### Exercício proposto 1
Por favor, repita o trecho do texto sobre a caça de marrecas começando em "Por Benedito Vasconcelos" e terminando em "na culinária sertaneja.".

### Texto de origem

CAÇADAS SAZONAIS... 4. CAÇA DE MARRECA POR ESPERA, COM CHAMAS VIVAS

Por Benedito Vasconcelos Mendes

No inverno (período chuvoso), um dos  principais  passatempo do meu avô, José Cândido Mendes, era a caça de marrecas em tocaia, usando chamas vivas. Ele criava em sua Fazenda Aracati, vizinha a Vila Caracará, no Município de Sobral, no Estado do Ceará, vários casais de marreca-viuvinha (Dendrocygna viduata)  e  de marreca-verdadeira (Dendrocygna autumnalis  autumnalis ), que eram usados como chamas em suas caçadas de tocaia (caçada de espera).                                                                  
As marrecas são aves anseriformes, silvestres, aquáticas (possuem membranas natatórias), gregárias, de carne saborosa e muito usada na culinária sertaneja.     


A marreca-viuvinha é nativa da América do Sul e África, tem cabeça e pescoço brancos, asas, bico e pés cinzentos escuro, mede aproximadamente 35 centímetros, pesa até 850 gramas, alimenta-se de sementes e pequenos invertebrados, nidifica no chão e põe até 12 ovos por postura. Não se reproduz facilmente em cativeiro. No Nordeste é conhecida como marreca-viuvinha e no restante do País por  irerê e marreca-piadeira.

(Entradas armazenadas)
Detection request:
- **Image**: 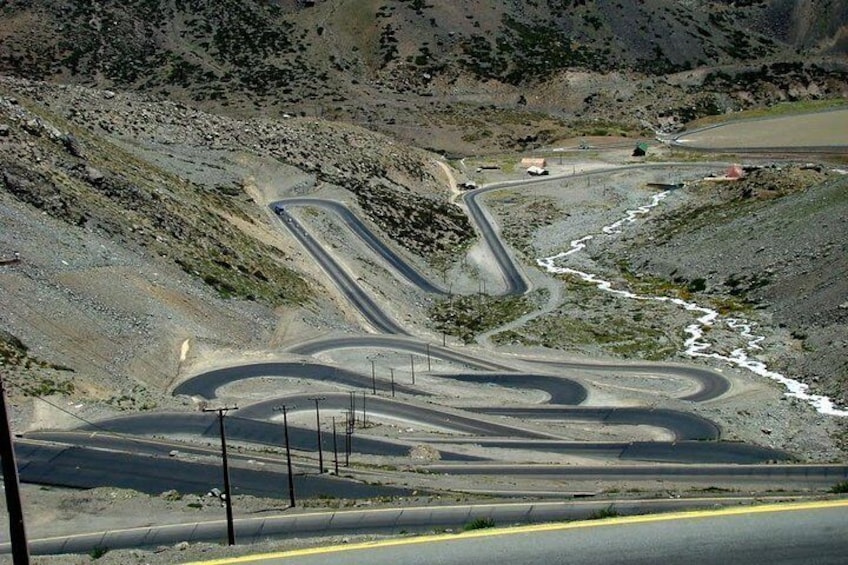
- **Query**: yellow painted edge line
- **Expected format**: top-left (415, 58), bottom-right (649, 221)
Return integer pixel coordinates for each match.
top-left (186, 499), bottom-right (848, 565)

### Exercício proposto 2
Troque "yellow" por "white" nas entradas armazenadas acima e reescreva-as sem nenhuma outra alteração, omitindo as imagens na resposta.

### Resposta correta 1
Por Benedito Vasconcelos Mendes

No inverno (período chuvoso), um dos  principais  passatempo do meu avô, José Cândido Mendes, era a caça de marrecas em tocaia, usando chamas vivas. Ele criava em sua Fazenda Aracati, vizinha a Vila Caracará, no Município de Sobral, no Estado do Ceará, vários casais de marreca-viuvinha (Dendrocygna viduata)  e  de marreca-verdadeira (Dendrocygna autumnalis  autumnalis ), que eram usados como chamas em suas caçadas de tocaia (caçada de espera).                                                                  
As marrecas são aves anseriformes, silvestres, aquáticas (possuem membranas natatórias), gregárias, de carne saborosa e muito usada na culinária sertaneja.

### Resposta correta 2
Detection request:
- **Image**: 
- **Query**: white painted edge line
- **Expected format**: top-left (415, 58), bottom-right (649, 221)
Return integer pixel coordinates for each match.
top-left (186, 499), bottom-right (848, 565)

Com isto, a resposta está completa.